[Source document]
>> Begin

# Grease for Campy shifters



## tom_h (May 6, 2008)

Decided to split this off from the thread "Grease for Campag Hubs".


I just received a small vial of Shimano # Y3B980000, "Special Grease for Freehub Body 50g" and I think it will be an excellent choice for lubricating shifter body internals. Priced around $12 @ Amazon.

I'd guess it's around NLGI-1 consistency, thinner than toothpaste, but not as thin as Shimano # Y04180000 "SP41 special grease" for cable housing. The latter might be an NLGI-0 grease.

The Freehub Body grease is a very light tan color, creamy, and non-tacky. Who knows, maybe it's even re-packaged Kluber NB52.

I typically use heavy SAE 80 oil for lubing freehub pawls, but might give this Shimano grease a try.

I think Freehub Body grease is too light for uses such as wheel hub, crank, or headset bearings. 
The bright green Dura-Ace grease # Y04110000 / Y04110200 seems a good choice for that, and also other good options for hub bearings.


----------



## hfc (Jan 24, 2003)

>> End

[Data supplied]
>> Begin

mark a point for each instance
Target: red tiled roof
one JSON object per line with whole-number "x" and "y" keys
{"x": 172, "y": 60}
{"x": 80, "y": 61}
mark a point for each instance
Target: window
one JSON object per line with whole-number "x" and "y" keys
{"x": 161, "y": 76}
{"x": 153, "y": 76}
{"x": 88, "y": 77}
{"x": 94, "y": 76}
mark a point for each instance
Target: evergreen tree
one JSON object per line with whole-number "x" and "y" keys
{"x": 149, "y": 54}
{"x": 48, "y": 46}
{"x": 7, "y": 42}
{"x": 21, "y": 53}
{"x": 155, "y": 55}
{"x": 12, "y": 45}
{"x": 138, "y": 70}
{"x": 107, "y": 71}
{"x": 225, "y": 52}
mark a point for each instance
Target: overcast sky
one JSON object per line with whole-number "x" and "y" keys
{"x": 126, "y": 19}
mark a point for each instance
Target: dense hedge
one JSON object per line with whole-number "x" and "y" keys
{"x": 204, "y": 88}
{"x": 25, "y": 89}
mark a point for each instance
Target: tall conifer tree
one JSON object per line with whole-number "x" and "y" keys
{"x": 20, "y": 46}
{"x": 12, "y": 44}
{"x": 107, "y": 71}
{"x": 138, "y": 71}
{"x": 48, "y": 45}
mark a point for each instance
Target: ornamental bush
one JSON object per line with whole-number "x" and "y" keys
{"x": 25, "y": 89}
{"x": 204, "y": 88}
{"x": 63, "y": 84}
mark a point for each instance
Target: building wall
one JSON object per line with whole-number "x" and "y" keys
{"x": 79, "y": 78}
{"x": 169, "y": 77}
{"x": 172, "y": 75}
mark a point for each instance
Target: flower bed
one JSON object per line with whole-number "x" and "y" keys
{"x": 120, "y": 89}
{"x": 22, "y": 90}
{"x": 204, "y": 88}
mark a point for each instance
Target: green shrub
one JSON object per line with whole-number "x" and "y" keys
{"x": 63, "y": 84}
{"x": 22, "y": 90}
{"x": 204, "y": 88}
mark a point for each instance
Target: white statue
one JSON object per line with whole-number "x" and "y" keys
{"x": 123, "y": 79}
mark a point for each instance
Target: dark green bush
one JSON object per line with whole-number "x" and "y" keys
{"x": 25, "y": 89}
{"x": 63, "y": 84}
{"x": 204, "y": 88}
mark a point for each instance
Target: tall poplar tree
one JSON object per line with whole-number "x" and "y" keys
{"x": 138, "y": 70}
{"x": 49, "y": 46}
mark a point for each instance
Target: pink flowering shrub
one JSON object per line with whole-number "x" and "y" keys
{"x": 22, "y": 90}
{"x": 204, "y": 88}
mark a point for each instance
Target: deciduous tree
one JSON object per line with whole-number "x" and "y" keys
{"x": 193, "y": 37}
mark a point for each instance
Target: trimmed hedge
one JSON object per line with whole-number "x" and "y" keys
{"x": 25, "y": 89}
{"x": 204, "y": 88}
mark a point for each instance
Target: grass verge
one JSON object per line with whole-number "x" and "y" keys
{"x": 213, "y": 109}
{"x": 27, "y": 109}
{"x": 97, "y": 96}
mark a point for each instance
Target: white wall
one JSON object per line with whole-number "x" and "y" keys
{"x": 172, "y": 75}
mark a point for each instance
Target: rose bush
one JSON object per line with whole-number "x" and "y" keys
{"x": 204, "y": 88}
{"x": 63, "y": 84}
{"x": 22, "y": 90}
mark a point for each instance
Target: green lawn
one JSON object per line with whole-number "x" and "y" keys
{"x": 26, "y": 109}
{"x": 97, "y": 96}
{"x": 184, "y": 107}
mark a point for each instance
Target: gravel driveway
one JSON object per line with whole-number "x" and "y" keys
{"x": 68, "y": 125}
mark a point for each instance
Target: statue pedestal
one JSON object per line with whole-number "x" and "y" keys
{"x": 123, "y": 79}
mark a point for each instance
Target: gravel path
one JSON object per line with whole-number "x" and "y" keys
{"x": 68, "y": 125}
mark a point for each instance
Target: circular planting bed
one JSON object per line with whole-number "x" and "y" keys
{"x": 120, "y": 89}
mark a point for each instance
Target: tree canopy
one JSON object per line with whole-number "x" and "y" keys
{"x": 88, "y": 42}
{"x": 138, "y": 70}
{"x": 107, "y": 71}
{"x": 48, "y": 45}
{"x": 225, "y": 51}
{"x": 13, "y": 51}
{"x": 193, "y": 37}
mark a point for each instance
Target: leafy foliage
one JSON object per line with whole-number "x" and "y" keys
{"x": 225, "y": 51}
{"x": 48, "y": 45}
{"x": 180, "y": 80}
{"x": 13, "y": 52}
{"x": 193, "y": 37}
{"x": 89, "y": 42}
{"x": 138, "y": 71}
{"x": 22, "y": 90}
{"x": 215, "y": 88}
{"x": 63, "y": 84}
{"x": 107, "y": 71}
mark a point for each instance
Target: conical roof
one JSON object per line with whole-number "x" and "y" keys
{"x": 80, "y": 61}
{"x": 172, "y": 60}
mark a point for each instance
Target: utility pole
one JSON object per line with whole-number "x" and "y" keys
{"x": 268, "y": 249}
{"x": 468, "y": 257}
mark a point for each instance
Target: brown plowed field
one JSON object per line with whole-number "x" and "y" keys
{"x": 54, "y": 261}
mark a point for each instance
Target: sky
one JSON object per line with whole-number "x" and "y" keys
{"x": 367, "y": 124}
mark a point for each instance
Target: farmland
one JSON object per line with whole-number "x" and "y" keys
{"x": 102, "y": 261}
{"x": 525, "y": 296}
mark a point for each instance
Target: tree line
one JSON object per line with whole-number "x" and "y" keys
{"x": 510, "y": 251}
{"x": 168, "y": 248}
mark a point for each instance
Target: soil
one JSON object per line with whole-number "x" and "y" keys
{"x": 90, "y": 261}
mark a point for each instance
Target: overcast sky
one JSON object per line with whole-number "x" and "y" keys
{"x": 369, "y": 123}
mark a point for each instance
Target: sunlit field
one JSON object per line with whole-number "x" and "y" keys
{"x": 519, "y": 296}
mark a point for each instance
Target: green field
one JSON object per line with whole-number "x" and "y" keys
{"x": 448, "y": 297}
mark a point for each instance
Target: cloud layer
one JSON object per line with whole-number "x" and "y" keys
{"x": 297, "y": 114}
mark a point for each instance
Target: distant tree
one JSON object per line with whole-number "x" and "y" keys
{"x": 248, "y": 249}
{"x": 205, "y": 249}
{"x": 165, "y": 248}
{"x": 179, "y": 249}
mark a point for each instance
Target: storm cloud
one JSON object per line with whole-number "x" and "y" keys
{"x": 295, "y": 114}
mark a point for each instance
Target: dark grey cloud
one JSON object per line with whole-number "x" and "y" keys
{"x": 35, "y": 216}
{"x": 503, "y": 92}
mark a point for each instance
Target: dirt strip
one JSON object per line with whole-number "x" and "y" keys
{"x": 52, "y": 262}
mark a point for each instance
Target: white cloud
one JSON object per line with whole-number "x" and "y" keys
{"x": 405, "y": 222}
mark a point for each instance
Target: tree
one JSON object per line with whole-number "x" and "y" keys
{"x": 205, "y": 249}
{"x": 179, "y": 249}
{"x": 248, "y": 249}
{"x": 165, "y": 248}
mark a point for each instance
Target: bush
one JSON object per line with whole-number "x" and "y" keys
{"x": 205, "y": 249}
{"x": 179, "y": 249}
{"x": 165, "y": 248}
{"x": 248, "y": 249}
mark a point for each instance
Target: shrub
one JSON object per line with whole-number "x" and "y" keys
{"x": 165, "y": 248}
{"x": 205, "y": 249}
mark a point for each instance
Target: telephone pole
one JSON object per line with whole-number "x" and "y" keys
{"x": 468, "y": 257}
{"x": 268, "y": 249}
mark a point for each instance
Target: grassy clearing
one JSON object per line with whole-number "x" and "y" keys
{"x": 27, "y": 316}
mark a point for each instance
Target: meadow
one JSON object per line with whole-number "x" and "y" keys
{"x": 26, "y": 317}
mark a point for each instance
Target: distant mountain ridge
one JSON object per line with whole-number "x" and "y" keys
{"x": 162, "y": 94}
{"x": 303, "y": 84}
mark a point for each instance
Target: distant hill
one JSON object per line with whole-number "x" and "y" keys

>> End

[Actions to take]
a. In the forum thread on grease for Campy shifters, what does tom_h typically use to lube freehub pawls?
b. Extract every line of the records that contains the string "distant". Case counts.

[Answer set]
a. Heavy SAE 80 oil.

b.
Target: distant tree
Target: distant mountain ridge
Target: distant hill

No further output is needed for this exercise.